(Rows taken from a pointing dataset)
▬▬▬

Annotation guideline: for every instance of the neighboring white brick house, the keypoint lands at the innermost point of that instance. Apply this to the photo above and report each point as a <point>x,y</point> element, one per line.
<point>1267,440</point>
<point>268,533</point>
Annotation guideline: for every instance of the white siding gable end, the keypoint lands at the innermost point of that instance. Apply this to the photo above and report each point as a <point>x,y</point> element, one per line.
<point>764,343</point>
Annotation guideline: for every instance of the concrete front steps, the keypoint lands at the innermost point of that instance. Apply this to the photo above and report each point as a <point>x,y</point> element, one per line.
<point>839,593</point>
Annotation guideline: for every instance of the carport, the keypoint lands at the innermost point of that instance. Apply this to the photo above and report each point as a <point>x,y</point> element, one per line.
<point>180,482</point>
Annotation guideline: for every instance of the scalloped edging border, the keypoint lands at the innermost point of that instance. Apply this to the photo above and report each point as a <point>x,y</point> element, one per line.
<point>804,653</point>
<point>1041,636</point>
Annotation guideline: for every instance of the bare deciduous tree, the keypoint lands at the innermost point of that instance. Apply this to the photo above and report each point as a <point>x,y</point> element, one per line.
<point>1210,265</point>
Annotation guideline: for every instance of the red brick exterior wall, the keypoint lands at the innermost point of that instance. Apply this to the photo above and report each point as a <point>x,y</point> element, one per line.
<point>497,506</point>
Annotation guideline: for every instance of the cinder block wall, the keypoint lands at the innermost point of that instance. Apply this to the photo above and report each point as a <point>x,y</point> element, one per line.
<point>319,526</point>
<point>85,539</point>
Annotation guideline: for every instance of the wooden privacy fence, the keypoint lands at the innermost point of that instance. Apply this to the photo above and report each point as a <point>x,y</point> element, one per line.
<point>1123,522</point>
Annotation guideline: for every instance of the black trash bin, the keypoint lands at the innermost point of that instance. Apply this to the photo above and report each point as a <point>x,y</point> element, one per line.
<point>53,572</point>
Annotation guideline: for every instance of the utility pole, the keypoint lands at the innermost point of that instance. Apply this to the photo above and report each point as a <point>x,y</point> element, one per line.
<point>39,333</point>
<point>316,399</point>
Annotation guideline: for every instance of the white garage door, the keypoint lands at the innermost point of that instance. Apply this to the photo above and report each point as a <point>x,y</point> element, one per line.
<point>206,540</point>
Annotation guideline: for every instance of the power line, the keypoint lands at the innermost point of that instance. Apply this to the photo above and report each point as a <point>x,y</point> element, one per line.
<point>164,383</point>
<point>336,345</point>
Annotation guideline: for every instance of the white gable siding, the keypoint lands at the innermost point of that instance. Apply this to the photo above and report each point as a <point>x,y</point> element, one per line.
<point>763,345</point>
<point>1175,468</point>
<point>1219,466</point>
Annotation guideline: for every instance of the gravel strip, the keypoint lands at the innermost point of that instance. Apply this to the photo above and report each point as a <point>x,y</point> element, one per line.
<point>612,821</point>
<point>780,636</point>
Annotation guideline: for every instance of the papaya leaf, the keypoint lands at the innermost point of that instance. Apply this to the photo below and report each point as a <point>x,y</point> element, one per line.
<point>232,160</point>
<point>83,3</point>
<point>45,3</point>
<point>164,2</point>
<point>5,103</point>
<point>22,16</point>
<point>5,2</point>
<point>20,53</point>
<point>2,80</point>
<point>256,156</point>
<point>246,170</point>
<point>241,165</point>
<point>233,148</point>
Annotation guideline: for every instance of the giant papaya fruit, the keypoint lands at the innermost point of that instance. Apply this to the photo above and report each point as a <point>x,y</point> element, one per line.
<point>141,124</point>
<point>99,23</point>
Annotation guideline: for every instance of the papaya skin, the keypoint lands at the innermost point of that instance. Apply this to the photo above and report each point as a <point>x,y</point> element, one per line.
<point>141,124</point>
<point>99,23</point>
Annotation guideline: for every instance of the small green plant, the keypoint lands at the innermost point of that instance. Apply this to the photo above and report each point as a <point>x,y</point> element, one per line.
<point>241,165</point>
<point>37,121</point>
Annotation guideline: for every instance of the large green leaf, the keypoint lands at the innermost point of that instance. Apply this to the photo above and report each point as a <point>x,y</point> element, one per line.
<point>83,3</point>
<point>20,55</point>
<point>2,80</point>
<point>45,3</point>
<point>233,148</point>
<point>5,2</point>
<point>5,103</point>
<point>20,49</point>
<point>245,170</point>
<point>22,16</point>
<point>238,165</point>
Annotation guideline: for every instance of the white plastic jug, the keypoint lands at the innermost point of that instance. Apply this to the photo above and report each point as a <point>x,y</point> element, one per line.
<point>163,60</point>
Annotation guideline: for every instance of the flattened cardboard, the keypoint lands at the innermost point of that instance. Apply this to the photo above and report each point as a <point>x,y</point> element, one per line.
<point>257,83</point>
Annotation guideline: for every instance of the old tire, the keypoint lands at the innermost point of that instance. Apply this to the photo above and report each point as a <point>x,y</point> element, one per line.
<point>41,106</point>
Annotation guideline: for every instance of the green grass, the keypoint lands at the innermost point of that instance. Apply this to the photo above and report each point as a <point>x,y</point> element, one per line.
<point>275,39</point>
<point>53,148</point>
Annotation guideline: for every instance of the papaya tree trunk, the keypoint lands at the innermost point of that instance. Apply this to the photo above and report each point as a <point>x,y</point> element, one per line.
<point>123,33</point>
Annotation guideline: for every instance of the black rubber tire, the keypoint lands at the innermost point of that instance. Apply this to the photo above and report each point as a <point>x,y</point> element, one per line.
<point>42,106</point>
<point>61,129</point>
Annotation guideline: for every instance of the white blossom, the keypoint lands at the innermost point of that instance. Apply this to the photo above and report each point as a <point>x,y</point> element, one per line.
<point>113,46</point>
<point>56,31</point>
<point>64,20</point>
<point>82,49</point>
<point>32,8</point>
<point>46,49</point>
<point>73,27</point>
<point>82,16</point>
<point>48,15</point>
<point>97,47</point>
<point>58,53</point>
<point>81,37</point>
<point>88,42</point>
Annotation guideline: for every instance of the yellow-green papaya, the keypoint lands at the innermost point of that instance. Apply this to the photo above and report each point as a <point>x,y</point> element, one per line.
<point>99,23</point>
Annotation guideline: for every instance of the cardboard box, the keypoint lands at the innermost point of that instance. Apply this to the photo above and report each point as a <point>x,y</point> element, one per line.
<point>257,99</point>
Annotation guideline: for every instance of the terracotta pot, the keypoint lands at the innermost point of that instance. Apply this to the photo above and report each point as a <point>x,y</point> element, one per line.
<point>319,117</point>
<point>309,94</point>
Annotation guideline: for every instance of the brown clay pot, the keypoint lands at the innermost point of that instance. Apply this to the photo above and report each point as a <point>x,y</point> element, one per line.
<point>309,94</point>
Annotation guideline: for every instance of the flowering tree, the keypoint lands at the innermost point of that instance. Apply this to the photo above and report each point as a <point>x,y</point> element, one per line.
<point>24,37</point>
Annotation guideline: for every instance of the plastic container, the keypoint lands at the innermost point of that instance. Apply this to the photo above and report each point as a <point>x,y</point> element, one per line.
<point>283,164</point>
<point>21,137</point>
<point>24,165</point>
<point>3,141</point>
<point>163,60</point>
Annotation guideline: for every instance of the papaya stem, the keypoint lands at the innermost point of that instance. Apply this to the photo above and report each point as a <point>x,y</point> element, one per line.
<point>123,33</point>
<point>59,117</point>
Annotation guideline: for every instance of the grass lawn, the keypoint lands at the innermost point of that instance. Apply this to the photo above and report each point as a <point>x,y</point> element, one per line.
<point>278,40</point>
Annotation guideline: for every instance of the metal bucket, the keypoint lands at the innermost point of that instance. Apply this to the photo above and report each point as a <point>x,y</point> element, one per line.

▬▬▬

**REQUEST**
Arrange every line of the records above as a numbered list, leaving out any blank lines.

**EXERCISE RESPONSE**
1. Annotation guideline: for every instance of the neighboring white brick house, the keypoint lands at the innermost point of that instance. Apply this to the photo above and report each point as a <point>x,y</point> element, one per line.
2. <point>1267,440</point>
3. <point>268,533</point>
4. Annotation guideline: for every instance of the white siding gable end, the keypoint lands at the innermost point of that instance. Apply this to the photo above and report each point as a <point>x,y</point> element, one per line.
5. <point>764,343</point>
6. Annotation guideline: for every instance of the concrete front steps, the keypoint lands at the innermost point of that instance. Apply this to the photo above and report each point as a <point>x,y</point> element, one per line.
7. <point>839,593</point>
8. Annotation guideline: for every instance of the carport, the keypoint lands at the innermost point of that instance. Apply this to the photo above and report each point as a <point>x,y</point> element, one per line.
9. <point>180,482</point>
10. Annotation guideline: for every instance of the scalloped edging border, the keypoint lands at the innermost point of that instance. Apply this to the photo above and report each point as a <point>x,y</point> element, one per line.
11. <point>804,653</point>
12. <point>1041,636</point>
13. Annotation guideline: for every instance of the bare deciduous tree, the keypoint lands at the innermost point of that instance. Apply this to the photo above and report each point as a <point>x,y</point> element, one per line.
14. <point>1210,265</point>
15. Annotation guideline: for every instance of the red brick exterior wall, the keypoint lands at the innermost point of that instance. Apply this to the photo above and report each point as a <point>x,y</point> element, one per line.
16. <point>497,506</point>
17. Annotation guideline: for every instance of the cinder block wall, the keypoint lands at the innermost point of that instance. Apply this to the photo above and report each point as a <point>x,y</point> element, one per line.
18. <point>319,526</point>
19. <point>85,539</point>
20. Annotation guideline: for every instance of the wooden privacy fence, the keypoint lands at the innermost point of that instance. Apply this to the photo above and report each point as a <point>x,y</point> element, one per line.
21. <point>1123,522</point>
22. Annotation guideline: for every instance of the black trash bin, the keypoint lands at the innermost point of that instance. Apply this to the photo above and report each point as a <point>x,y</point> element, one per line.
23. <point>53,572</point>
24. Annotation guideline: for every instance of the utility pole, the keypoint lands at the innermost point of that instance. Apply this to the photo above and report each point as a <point>x,y</point> element, one per line.
25. <point>39,333</point>
26. <point>316,399</point>
27. Annotation guideline: for every instance of the white garage door, the keypoint lands at the innermost point of that instance. Apply this to the photo above and report each point as a <point>x,y</point> element, one per line.
28. <point>206,540</point>
29. Annotation guideline: for every instance of the power line, the keypoint lands at the innermost point of that instance. Apply this to the photo above and report each point as a <point>x,y</point> element, one per line.
30. <point>164,383</point>
31. <point>336,345</point>
32. Annotation guideline: for every instance of the white gable siding, the keypoint lands at the innermost point of that instance. Apply this to the photo above and report each point as a <point>x,y</point> element, one per line.
33. <point>763,345</point>
34. <point>1175,468</point>
35. <point>1219,466</point>
36. Annotation guideline: for every instance of the gravel strip, the keypoint lands at the innermost point of that instance. Apply this to the photo above and report each point as a <point>x,y</point> element, one per line.
37. <point>612,821</point>
38. <point>780,636</point>
39. Annotation guideline: for every instance of the papaya leaf, the keypoint lands at the innermost point of that instance. Apply this to the photo below and report each point as a <point>x,y</point> element, one per line.
40. <point>232,160</point>
41. <point>83,3</point>
42. <point>45,3</point>
43. <point>164,2</point>
44. <point>5,103</point>
45. <point>22,16</point>
46. <point>5,2</point>
47. <point>20,53</point>
48. <point>2,80</point>
49. <point>256,156</point>
50. <point>246,170</point>
51. <point>241,165</point>
52. <point>233,148</point>
53. Annotation guideline: for every instance of the giant papaya fruit, the keypoint lands at the innermost point of that instance. Apply this to the photo above and report each point as a <point>x,y</point> element, one per line.
54. <point>141,124</point>
55. <point>99,23</point>
56. Annotation guideline: for every instance of the papaya skin, the keypoint lands at the innermost point of that instance. Apply this to the photo above and report each point as a <point>x,y</point> element, one per line.
57. <point>141,124</point>
58. <point>99,23</point>
59. Annotation guideline: for every instance of the small green plant, the keypoint lands at the innermost point of that instance. Apply this to the photo above and report each point as a <point>x,y</point> element, one per line.
60. <point>241,165</point>
61. <point>37,121</point>
62. Annotation guideline: for every instance of the large green leaf, the keypoint lands at the innermost point of that instance. Apply this to the photo above and report each point as a <point>x,y</point> element, one per line.
63. <point>83,3</point>
64. <point>20,55</point>
65. <point>2,80</point>
66. <point>45,3</point>
67. <point>233,148</point>
68. <point>5,2</point>
69. <point>5,103</point>
70. <point>20,49</point>
71. <point>245,170</point>
72. <point>22,16</point>
73. <point>238,165</point>
74. Annotation guideline: for every instance of the white plastic jug, the keypoint lands at the innermost point of that instance. Apply this to the photo above and report each point as a <point>x,y</point> element, one per line.
75. <point>163,60</point>
76. Annotation guideline: for every instance of the flattened cardboard, the keypoint lands at the innermost point of that instance. Apply this to the photo above and report each point as a <point>x,y</point> element, one per line.
77. <point>257,83</point>
78. Annotation guideline: for every instance of the old tire, the keypoint lands at the innermost point of that instance. Apply this to the photo above and report each point as a <point>x,y</point> element, one per line.
79. <point>41,106</point>
80. Annotation guideline: for every instance of the green grass, the keypoint lands at the innermost point of that instance. Apply this to the photo above and report each point as a <point>x,y</point> element, one per line.
81. <point>275,39</point>
82. <point>53,148</point>
83. Annotation guideline: for every instance of the papaya tree trunk, the keypoint lands at the innermost point of that instance. Apply this to the photo above and report each point as a <point>x,y</point> element, one per line.
84. <point>123,33</point>
85. Annotation guideline: for every instance of the black rubber tire, the keypoint lands at the innermost point of that instance. Apply this to the photo above and report each point as a <point>x,y</point> element, one per line.
86. <point>42,106</point>
87. <point>61,129</point>
88. Annotation guideline: for every instance of the white blossom, the keypoint lands at the innermost point of that instance. Apply this to the photo above and report each point as a <point>x,y</point> element, one per line.
89. <point>113,46</point>
90. <point>56,31</point>
91. <point>64,20</point>
92. <point>82,49</point>
93. <point>32,8</point>
94. <point>46,49</point>
95. <point>73,27</point>
96. <point>82,16</point>
97. <point>48,15</point>
98. <point>97,47</point>
99. <point>58,53</point>
100. <point>81,37</point>
101. <point>88,42</point>
102. Annotation guideline: for every instance of the yellow-green papaya, the keypoint lands at the innermost point of that instance. Apply this to the photo above and report each point as a <point>x,y</point> element, one per line.
103. <point>99,23</point>
104. Annotation guideline: for every instance of the cardboard box, the keypoint lands at the innermost point of that instance. Apply this to the photo above and report each point as a <point>x,y</point> element, one per line.
105. <point>257,99</point>
106. Annotation guideline: for every instance of the terracotta pot, the keypoint lands at the innermost point of that instance. Apply this to the photo above and report each point as a <point>x,y</point> element, one per line.
107. <point>319,117</point>
108. <point>309,94</point>
109. Annotation guideline: for every instance of the brown clay pot, the keypoint lands at the innermost point of that instance. Apply this to the photo above and report each point as a <point>x,y</point> element, one per line.
110. <point>309,94</point>
111. Annotation guideline: for every instance of the flowering tree, the keypoint lands at the innermost point of that instance. Apply this to the photo above and report each point as a <point>x,y</point> element, one per line.
112. <point>24,37</point>
113. Annotation guideline: for every instance of the plastic container, the keypoint lands at the innermost point of that instance. Apply this to the photo above and report each point as a <point>x,y</point> element, one per line.
114. <point>283,164</point>
115. <point>21,137</point>
116. <point>24,165</point>
117. <point>3,141</point>
118. <point>163,60</point>
119. Annotation guideline: for every instance of the papaya stem, the keypoint lands at the innermost point of that instance. Apply this to the photo above and report each point as a <point>x,y</point> element, one per line.
120. <point>123,33</point>
121. <point>59,117</point>
122. Annotation guideline: for every instance of the grass lawn, the keypoint lands at the innermost point of that instance. Apply this to the photo above and report each point as a <point>x,y</point> element, one per line.
123. <point>278,40</point>
124. Annotation guideline: for every instance of the metal bucket, the keypoint lands at the innermost point of that instance. Apply this to the photo above and report each point as a <point>x,y</point> element, one per line.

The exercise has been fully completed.